Source document:
>> Start

Joseph Pinkney and Sarah West June Stinson
Early 1888, the lives of Joseph Pinkney Stinson and Sarah West June Stinson and their children were forever changed when they welcomed the Mormon missionaries into their Goshen, Ala., home, heard their message and became members of The Church of Jesus Christ of Latter-day Saints.
Joseph was born to Joseph Terrell Stinson and Hannah Patience Moore on Jan. 4, 1850, in New Providence, Ala. Sarah West was also born in New Providence on Feb. 27, 1852, to James Henry June and Elizabeth Rebecca West. They were both children of farmers, grew up there and married in 1872.
A desire to be closer to more church members, 1889 found them in Safford where Joseph had employment at the flour mill and where 18-month-old Alma died in 1890, the results of whooping cough, not having fully recovered from measles. They moved to Mesa, where their last daughter was born.

>> End

Data:

>> Start

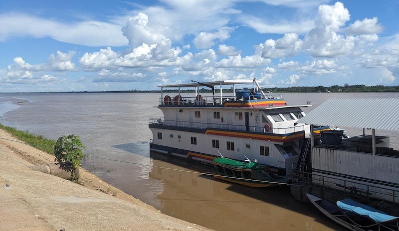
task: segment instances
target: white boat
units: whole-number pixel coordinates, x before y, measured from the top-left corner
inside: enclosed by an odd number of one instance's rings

>> End

Stated task:
Transcribe the passage about the Stinson family, starting with "Joseph Pinkney and" and going on through "daughter was born.".

Answer to this problem:
Joseph Pinkney and Sarah West June Stinson
Early 1888, the lives of Joseph Pinkney Stinson and Sarah West June Stinson and their children were forever changed when they welcomed the Mormon missionaries into their Goshen, Ala., home, heard their message and became members of The Church of Jesus Christ of Latter-day Saints.
Joseph was born to Joseph Terrell Stinson and Hannah Patience Moore on Jan. 4, 1850, in New Providence, Ala. Sarah West was also born in New Providence on Feb. 27, 1852, to James Henry June and Elizabeth Rebecca West. They were both children of farmers, grew up there and married in 1872.
A desire to be closer to more church members, 1889 found them in Safford where Joseph had employment at the flour mill and where 18-month-old Alma died in 1890, the results of whooping cough, not having fully recovered from measles. They moved to Mesa, where their last daughter was born.